On 10/06/2014 11:29 AM, xianda wrote:
>
> Hi Martin:
>                Thanks.But I'm confused about it.
>
>             First, data goes through the HPD, which takes out the CP. The
> outgoing rate of that block is thus
>             r2 = (N+CP)/N * r
>
>            Now r2>r.But according to the downsampling,when the sample become
> less than before,the sample rate become smaller than before.Now the data goes
> through the HPD,the sample become less ,but the r2>r?Maybe I'm wrong.Can you
> help me?Thanks.
>            I think maybe this:r2=r*N/(N+CP)
> Best regards,
> xd
>
>
>
>
> At 2014-10-06 17:11:18, "Martin Braun" <address@hidden> wrote:
>>The question is ill-formed, the concept of a 'sampling rate' does not
>>really apply here.
>>
>>However, to an item rate, you can do the math yourself:
>>
>>Assume N is the FFT length, and CP the length of cyclic prefix in
>>samples. r is the incoming sampling rate.
>>
>>First, data goes through the HPD, which takes out the CP. The outgoing
>>rate of that block is thus
>>
>>r2 = (N+CP)/N * r
>>
>>output item rate is
>>
>>r3 = r2/N
>>
>>Then, the packet header is removed. This further reduces the rate, but
>>let's ignore that. It's also dependent on the packet length.
>>
>>Since the FFT doesn't change the rate, what you want is most likely r3.
>>
>>M
>>
>>
>>On 10/06/2014 10:36 AM, xianda wrote:
>>> Hi all:
>>>          If I set the sample rate of usrp equal to 1Msps,then what is
>>> the sample rate of the output of the FFT block?Thank you very much.
>>> Best regards,
>>> xd
>>
>>
>>_______________________________________________

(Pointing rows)
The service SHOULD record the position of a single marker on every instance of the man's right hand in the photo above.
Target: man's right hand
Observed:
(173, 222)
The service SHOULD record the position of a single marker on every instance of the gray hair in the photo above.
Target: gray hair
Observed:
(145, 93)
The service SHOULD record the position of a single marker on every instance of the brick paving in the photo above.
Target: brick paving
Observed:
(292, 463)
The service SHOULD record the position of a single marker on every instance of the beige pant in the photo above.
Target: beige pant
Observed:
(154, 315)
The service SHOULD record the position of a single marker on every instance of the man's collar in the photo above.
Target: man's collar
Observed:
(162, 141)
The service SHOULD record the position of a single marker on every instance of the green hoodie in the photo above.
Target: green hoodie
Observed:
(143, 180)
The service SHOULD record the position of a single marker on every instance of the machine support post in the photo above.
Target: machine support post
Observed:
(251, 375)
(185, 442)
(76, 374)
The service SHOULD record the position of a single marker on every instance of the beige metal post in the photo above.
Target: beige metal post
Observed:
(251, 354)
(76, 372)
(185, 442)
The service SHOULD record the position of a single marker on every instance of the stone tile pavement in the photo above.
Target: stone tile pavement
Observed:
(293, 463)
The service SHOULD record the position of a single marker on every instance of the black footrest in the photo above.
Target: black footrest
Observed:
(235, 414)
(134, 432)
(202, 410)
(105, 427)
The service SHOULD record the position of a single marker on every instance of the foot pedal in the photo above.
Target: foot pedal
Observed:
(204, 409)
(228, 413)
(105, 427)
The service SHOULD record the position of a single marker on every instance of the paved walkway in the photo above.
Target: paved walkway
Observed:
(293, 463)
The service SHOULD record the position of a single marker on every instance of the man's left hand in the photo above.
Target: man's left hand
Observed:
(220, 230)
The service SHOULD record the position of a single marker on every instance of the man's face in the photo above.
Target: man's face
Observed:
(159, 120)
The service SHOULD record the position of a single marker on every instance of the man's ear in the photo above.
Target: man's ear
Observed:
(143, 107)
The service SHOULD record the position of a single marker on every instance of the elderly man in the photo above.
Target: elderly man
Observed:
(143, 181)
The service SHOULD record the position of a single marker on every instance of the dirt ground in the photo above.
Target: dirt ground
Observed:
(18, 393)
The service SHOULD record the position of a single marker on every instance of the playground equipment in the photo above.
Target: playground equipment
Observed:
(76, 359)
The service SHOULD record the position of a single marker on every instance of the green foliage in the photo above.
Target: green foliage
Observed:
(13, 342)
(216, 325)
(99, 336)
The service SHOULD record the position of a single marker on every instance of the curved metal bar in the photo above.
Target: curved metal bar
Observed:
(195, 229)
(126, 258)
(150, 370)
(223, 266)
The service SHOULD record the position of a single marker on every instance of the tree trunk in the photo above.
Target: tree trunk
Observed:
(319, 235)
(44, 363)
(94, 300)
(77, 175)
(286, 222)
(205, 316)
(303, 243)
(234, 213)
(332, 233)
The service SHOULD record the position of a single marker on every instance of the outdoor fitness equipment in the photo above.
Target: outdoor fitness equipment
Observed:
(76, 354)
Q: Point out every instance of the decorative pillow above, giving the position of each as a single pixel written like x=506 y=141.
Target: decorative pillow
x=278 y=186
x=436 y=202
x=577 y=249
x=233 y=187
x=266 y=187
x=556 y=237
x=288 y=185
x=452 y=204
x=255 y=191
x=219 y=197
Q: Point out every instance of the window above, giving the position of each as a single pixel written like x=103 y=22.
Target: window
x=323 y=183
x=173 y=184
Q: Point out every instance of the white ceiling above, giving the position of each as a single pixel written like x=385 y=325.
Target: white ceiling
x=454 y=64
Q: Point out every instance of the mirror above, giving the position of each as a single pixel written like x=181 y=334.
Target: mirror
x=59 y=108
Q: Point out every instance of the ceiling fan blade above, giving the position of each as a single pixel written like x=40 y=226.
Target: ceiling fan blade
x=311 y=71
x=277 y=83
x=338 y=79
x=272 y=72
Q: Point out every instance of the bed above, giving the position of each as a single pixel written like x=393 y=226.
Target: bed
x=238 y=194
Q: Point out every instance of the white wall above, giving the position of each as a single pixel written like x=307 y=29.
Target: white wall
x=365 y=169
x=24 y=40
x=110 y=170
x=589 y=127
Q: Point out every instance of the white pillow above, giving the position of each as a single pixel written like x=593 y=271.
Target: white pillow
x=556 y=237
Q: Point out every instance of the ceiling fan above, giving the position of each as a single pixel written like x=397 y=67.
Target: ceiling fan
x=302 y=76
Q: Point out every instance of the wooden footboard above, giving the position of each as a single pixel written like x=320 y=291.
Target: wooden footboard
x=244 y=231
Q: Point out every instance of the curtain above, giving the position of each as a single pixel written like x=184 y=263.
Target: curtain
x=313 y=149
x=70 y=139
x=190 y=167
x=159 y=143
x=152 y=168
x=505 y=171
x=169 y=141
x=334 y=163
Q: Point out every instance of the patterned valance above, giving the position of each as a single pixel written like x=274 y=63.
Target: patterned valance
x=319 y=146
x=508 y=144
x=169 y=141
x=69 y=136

§ **GOALS**:
(a) Reproduce verbatim the portion of the thread between "On 10/06/2014 11:29" and "think maybe this:r2=r*N/(N+CP)", inclusive.
(b) Answer the following from the thread:
(i) In the first message, what sample rate does xianda set for the USRP?
(ii) In Martin Braun's reply, what does N stand for?
(iii) According to Martin Braun, what does the FFT not change?
Rely solely on the thread when responding.

§ **SOLUTIONS PER TASK**:
(a)
On 10/06/2014 11:29 AM, xianda wrote:
>
> Hi Martin:
>                Thanks.But I'm confused about it.
>
>             First, data goes through the HPD, which takes out the CP. The
> outgoing rate of that block is thus
>             r2 = (N+CP)/N * r
>
>            Now r2>r.But according to the downsampling,when the sample become
> less than before,the sample rate become smaller than before.Now the data goes
> through the HPD,the sample become less ,but the r2>r?Maybe I'm wrong.Can you
> help me?Thanks.
>            I think maybe this:r2=r*N/(N+CP)

(b)
(i) 1Msps
(ii) The FFT length
(iii) The rate